= Location annotation dataset excerpts =
------------------------

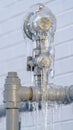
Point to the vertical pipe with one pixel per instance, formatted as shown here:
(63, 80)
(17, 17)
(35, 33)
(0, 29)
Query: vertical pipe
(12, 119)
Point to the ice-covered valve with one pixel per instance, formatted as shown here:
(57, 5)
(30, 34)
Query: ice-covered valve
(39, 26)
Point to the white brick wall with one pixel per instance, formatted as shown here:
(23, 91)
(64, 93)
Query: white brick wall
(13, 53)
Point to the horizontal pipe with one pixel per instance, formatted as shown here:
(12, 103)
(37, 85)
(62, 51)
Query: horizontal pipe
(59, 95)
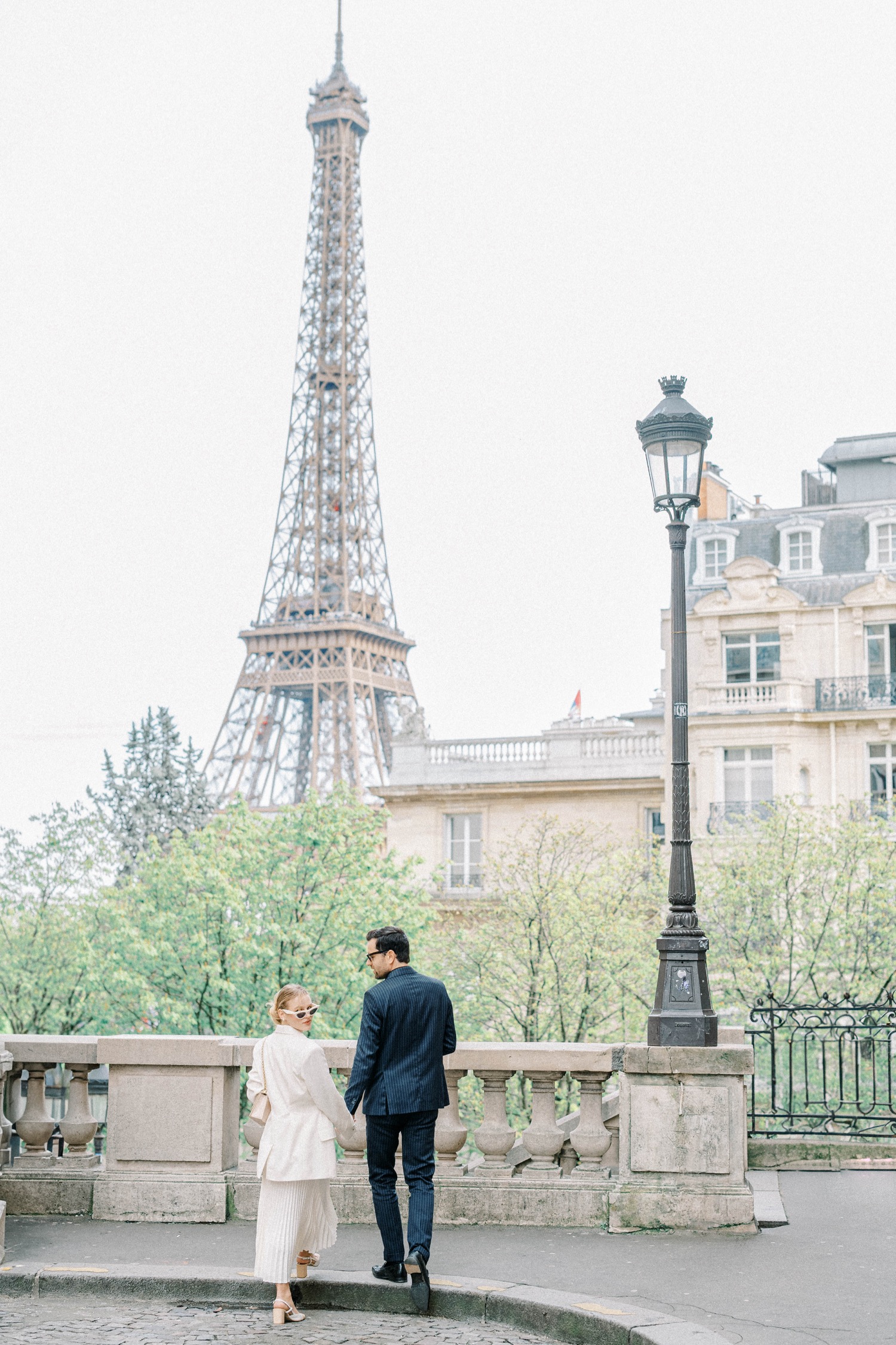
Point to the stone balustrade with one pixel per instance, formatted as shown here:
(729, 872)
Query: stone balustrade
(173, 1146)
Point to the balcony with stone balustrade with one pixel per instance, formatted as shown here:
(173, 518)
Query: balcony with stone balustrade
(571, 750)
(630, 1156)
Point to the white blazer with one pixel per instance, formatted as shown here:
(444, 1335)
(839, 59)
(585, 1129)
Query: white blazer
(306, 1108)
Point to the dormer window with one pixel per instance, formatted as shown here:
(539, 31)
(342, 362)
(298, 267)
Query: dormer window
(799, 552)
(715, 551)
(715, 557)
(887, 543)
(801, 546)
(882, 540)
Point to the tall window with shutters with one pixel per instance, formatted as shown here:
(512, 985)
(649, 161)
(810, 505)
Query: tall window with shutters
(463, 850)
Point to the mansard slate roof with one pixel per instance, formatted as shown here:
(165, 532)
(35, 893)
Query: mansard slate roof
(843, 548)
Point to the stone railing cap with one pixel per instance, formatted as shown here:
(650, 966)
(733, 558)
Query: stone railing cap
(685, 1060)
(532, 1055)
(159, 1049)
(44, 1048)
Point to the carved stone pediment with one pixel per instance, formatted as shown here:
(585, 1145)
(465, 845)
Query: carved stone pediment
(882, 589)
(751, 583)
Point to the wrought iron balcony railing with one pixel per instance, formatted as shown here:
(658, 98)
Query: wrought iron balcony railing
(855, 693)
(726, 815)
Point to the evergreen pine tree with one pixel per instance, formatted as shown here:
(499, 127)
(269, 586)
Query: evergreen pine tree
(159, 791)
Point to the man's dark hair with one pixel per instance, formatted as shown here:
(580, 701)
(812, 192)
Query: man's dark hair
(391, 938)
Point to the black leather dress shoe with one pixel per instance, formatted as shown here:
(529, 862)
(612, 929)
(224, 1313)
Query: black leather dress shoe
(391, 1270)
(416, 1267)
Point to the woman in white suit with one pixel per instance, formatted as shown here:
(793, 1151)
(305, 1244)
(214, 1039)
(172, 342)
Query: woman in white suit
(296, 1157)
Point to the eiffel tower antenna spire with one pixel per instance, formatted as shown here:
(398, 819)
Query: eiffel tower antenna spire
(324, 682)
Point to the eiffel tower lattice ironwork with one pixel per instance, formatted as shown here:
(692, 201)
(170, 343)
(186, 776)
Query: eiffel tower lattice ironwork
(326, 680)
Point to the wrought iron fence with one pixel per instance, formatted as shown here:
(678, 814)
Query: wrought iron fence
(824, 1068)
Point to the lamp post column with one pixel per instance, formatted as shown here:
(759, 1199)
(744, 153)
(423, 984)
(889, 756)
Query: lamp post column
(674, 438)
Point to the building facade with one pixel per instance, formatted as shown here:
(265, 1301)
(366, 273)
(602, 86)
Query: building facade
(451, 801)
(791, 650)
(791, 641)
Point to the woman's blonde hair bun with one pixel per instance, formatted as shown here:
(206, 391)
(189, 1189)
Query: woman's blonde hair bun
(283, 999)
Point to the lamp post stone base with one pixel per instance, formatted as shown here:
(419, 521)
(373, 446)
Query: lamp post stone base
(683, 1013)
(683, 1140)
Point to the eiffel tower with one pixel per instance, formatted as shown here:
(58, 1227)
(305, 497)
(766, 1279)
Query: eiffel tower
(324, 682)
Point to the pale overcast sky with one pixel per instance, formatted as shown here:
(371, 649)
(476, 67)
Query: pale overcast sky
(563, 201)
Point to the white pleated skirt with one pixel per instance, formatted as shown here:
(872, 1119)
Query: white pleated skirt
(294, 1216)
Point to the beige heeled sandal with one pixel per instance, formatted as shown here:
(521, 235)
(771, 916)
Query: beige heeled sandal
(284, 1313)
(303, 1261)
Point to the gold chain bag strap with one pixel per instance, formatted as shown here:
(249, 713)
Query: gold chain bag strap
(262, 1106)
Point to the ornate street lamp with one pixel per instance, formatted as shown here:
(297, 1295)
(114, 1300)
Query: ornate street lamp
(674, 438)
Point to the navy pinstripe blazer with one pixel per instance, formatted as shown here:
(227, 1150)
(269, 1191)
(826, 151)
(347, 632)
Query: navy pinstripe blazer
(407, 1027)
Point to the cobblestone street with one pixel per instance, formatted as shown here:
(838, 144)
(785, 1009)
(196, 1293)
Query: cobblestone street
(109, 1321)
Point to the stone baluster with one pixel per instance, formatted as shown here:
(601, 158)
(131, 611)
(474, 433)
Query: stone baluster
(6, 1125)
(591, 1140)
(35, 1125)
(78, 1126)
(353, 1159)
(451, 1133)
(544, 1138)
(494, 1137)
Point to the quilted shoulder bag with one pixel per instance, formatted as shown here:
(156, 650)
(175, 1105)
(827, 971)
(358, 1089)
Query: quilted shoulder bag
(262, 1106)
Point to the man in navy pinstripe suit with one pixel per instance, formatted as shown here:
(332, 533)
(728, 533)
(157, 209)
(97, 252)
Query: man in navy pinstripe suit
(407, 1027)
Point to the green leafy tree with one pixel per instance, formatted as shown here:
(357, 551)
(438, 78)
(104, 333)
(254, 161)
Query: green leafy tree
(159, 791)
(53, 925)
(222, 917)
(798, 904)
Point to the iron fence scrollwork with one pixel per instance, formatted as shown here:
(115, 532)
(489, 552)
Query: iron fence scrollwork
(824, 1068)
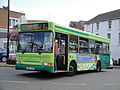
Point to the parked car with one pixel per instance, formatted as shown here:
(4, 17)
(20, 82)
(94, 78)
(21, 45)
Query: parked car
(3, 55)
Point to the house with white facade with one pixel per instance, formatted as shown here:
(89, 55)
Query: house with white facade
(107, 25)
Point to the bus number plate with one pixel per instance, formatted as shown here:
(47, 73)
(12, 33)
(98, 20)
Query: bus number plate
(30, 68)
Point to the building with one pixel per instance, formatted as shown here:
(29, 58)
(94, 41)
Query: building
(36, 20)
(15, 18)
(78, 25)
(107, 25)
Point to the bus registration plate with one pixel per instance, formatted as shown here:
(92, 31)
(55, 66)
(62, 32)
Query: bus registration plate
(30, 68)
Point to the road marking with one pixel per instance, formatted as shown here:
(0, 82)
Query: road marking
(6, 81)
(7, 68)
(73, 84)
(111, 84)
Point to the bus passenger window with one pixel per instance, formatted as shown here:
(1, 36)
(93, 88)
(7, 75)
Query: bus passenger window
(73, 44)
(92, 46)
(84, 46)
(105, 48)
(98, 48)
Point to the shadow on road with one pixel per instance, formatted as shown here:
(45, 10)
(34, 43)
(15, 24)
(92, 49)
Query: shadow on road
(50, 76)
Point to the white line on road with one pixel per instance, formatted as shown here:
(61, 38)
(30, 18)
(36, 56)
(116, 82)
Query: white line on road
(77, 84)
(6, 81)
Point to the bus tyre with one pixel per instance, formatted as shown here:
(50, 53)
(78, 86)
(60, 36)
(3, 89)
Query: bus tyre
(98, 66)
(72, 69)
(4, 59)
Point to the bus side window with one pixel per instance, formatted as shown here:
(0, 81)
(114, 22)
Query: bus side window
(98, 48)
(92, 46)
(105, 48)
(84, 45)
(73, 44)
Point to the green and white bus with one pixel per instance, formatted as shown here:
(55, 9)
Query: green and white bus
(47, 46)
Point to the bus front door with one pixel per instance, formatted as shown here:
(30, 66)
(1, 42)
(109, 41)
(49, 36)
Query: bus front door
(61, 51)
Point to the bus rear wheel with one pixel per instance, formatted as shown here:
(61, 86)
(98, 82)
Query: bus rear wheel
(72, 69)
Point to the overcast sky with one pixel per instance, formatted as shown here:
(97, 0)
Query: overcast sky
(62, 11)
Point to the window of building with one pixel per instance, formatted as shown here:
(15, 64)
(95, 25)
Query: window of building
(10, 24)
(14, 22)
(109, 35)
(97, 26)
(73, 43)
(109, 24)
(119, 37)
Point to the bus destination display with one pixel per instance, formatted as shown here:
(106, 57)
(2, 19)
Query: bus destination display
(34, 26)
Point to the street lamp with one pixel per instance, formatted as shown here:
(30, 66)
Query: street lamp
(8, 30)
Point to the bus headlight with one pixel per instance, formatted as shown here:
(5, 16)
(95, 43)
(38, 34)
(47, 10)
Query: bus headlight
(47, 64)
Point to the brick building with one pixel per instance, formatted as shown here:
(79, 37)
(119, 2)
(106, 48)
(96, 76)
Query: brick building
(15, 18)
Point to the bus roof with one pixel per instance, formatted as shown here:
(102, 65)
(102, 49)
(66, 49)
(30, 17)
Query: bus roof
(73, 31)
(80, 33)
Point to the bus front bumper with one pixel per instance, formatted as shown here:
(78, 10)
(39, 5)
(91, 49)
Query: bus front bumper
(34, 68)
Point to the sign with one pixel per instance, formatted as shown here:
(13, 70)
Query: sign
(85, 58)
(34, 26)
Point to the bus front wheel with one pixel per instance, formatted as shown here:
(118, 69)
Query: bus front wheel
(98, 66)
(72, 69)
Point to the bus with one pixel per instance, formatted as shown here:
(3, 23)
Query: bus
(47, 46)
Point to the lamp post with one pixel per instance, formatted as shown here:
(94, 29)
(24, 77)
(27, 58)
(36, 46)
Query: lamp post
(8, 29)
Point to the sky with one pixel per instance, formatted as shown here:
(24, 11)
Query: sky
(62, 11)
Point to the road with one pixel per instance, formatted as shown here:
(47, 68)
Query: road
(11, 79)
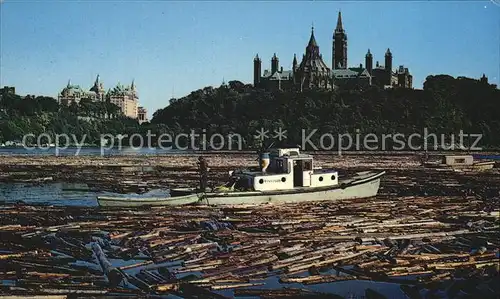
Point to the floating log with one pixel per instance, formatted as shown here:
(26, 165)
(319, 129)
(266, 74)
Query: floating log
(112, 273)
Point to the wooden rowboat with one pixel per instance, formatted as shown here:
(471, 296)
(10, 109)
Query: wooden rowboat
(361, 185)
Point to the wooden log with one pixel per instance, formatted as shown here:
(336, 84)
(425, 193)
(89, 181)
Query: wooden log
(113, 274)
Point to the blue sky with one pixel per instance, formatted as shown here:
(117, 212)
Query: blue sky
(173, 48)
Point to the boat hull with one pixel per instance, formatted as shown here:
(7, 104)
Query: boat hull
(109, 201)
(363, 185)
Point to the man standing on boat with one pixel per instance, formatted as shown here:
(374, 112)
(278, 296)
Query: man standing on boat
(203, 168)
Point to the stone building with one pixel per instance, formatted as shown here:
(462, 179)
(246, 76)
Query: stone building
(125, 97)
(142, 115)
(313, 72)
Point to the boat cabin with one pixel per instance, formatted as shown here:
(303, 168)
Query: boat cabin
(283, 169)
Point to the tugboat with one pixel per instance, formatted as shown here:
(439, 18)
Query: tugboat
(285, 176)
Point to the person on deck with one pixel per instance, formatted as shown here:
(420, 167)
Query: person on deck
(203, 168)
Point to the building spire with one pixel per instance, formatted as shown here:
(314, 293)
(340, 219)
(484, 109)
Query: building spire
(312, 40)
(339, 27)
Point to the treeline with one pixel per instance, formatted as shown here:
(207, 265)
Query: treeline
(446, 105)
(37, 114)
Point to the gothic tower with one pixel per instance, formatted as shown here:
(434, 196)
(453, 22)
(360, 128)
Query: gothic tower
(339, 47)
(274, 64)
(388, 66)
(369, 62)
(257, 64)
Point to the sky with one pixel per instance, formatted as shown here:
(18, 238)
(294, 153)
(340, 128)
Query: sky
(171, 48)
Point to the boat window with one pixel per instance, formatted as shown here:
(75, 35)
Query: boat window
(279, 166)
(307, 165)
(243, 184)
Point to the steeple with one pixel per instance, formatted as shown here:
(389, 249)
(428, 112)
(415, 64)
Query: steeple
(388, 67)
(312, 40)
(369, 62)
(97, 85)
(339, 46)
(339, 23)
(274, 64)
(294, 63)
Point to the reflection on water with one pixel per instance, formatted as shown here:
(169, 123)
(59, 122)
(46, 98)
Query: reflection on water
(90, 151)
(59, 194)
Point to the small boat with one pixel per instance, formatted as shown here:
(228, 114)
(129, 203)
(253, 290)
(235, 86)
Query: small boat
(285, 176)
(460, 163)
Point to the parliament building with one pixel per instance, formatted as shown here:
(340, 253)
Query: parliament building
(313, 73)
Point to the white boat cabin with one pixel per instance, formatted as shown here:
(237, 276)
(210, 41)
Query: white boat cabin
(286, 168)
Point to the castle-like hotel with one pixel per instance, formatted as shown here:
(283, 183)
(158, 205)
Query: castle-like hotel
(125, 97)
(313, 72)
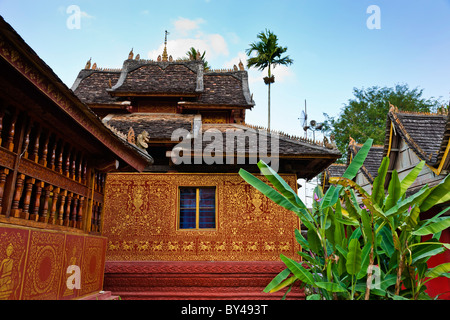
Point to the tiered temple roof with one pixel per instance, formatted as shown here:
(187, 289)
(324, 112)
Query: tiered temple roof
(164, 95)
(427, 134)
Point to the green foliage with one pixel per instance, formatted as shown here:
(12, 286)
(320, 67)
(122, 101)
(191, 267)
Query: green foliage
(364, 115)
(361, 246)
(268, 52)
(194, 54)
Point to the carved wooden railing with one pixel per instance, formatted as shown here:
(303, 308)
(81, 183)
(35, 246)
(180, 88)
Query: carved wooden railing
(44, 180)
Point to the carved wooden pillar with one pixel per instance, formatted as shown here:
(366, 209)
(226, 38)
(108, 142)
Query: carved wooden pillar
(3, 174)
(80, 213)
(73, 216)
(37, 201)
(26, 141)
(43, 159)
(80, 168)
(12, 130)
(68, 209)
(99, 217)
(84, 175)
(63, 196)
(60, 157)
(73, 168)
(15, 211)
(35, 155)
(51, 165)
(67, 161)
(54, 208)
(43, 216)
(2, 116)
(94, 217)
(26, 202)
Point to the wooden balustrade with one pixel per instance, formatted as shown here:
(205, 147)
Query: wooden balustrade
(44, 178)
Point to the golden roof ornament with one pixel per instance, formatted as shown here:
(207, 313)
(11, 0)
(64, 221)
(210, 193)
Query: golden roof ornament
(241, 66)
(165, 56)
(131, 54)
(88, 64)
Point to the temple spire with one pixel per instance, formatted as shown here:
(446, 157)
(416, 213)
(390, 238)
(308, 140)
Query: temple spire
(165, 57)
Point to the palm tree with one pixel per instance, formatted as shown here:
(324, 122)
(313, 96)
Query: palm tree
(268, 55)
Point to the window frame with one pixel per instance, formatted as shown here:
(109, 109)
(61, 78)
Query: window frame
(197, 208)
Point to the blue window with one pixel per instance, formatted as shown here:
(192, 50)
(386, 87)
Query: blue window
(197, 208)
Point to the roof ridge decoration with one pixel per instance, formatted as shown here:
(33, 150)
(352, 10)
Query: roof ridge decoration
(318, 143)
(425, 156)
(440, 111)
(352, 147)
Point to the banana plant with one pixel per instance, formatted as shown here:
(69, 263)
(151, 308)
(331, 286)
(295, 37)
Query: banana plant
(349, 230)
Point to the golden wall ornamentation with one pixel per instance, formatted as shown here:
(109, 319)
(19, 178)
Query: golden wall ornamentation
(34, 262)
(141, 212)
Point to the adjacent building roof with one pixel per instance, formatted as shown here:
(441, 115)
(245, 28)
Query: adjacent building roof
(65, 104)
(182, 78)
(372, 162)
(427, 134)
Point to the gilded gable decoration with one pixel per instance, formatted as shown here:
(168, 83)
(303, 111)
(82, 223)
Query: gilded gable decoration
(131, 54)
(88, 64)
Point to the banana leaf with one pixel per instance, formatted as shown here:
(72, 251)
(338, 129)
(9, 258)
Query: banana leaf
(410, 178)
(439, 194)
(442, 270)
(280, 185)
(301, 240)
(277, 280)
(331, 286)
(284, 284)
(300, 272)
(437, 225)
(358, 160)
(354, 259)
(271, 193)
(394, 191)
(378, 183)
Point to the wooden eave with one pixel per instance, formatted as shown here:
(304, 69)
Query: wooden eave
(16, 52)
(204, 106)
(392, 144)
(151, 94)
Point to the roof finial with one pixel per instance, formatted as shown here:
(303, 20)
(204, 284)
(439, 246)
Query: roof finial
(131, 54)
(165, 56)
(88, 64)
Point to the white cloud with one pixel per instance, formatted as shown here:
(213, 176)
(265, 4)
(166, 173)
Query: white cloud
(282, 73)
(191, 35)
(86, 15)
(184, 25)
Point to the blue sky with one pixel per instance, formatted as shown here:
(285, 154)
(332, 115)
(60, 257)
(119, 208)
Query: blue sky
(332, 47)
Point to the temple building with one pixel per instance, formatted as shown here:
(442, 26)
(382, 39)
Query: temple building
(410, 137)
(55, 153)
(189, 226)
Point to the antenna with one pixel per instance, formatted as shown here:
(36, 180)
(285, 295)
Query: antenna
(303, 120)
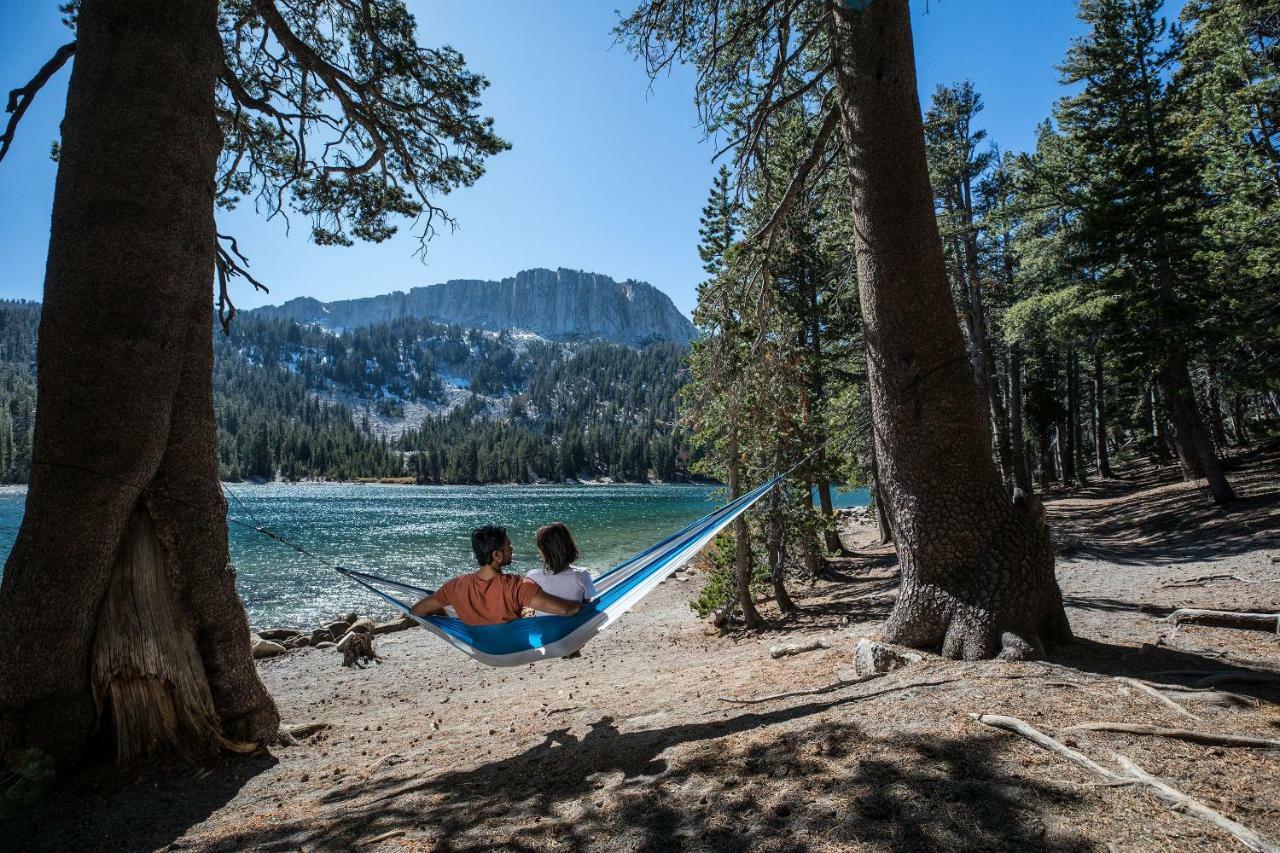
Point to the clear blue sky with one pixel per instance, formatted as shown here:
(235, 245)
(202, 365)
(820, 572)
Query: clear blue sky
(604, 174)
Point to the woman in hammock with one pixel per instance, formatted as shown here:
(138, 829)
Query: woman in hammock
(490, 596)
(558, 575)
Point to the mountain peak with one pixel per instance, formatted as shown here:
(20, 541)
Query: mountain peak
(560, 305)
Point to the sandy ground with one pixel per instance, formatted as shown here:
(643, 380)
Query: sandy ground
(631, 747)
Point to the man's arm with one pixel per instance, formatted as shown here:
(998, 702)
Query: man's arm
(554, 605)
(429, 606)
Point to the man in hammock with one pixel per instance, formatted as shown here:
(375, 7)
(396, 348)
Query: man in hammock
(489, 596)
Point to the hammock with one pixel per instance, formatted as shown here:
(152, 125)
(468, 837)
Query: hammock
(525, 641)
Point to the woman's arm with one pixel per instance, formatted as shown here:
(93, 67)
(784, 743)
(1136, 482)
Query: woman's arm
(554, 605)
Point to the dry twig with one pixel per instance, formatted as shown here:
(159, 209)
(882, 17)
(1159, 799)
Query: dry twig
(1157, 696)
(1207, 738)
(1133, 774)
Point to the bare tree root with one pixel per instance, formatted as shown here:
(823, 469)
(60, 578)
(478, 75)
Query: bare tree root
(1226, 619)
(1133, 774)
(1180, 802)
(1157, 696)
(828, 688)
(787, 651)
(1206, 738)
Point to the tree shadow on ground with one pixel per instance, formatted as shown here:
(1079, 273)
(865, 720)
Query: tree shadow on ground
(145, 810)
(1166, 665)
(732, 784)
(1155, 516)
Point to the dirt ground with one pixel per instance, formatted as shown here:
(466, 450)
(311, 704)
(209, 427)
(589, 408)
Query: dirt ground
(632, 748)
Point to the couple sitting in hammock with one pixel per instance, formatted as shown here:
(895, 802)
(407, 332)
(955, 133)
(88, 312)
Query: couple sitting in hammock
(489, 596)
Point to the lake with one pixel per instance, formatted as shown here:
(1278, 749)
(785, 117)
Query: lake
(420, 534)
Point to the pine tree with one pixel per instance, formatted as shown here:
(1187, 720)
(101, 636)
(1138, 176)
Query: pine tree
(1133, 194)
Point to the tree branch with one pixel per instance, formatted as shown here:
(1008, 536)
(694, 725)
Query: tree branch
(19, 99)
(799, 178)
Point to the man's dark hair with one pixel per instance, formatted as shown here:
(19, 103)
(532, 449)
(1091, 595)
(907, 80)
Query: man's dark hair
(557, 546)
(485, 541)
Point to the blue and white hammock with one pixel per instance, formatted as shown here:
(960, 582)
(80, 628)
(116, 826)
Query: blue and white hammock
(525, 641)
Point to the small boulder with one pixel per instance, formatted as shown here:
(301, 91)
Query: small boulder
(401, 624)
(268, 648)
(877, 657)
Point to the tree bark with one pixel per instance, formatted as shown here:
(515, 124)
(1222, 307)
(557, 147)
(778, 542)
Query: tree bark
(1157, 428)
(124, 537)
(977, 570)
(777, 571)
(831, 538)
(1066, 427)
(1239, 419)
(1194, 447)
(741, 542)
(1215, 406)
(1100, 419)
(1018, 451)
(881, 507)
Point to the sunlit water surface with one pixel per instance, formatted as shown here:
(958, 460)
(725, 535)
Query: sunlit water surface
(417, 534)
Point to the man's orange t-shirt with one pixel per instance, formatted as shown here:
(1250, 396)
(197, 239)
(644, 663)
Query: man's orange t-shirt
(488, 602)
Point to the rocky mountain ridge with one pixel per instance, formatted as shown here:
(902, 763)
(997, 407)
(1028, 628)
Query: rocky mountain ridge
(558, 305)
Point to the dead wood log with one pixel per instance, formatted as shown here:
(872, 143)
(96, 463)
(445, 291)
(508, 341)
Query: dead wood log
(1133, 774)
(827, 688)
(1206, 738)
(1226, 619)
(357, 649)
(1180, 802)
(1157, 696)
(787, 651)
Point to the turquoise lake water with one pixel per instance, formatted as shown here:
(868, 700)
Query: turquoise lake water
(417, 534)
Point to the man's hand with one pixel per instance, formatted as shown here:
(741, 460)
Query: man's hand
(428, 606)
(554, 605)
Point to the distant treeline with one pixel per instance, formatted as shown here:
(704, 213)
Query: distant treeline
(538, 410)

------------------------

= THE TASK =
In the part of the records that opens with the line containing "Point to the man's arm" and closes with the line containing "(1133, 194)", replace every "hammock" with "swing" and give only those lines, otherwise unchanged.

= WORKED ANSWER =
Point to the man's arm with one pixel per instance, formatted as shown here:
(998, 702)
Query: man's arm
(554, 605)
(429, 606)
Point to the man in swing with one pixel per instance, formatted as shown here:
(375, 7)
(396, 348)
Query: man in swing
(489, 596)
Point to the swing with one pixel per instance, formatted as shown here:
(152, 125)
(468, 837)
Query: swing
(525, 641)
Point to the woman's arm with one pixel per instance, formatted as shown here:
(93, 67)
(784, 743)
(1136, 482)
Query: woman's arm
(554, 605)
Point to the dry twig with one pixel per instance, formatted as shown here:
(159, 209)
(882, 17)
(1159, 799)
Query: dry twig
(1157, 696)
(1207, 738)
(1133, 774)
Point to the bare tree root with one pixel per instance, formatted as shown here:
(823, 469)
(60, 578)
(478, 75)
Query: bare tree root
(1226, 619)
(1133, 774)
(1180, 802)
(1157, 696)
(828, 688)
(787, 651)
(1206, 738)
Point to the tree shadow on ground with one pixel per instance, formatted as shown here:
(1079, 273)
(865, 720)
Query: tree shadow on ground
(145, 810)
(1166, 665)
(732, 784)
(1155, 516)
Point to the dirt ground with one pixel per instance, formatted as shown here:
(466, 450)
(311, 704)
(209, 427)
(589, 408)
Query: dirt ground
(632, 748)
Point to the couple sitting in swing with one pixel per instance, formatted as shown here:
(895, 802)
(407, 332)
(955, 133)
(88, 312)
Query: couple sitting in swing
(489, 596)
Point to the lake with one pixel per instance, formatted as shown here:
(1278, 749)
(785, 117)
Query: lake
(420, 534)
Point to the pine tree with one pixel per instance, formatted as shown here:
(1187, 720)
(101, 636)
(1138, 176)
Query: pine tree
(1133, 194)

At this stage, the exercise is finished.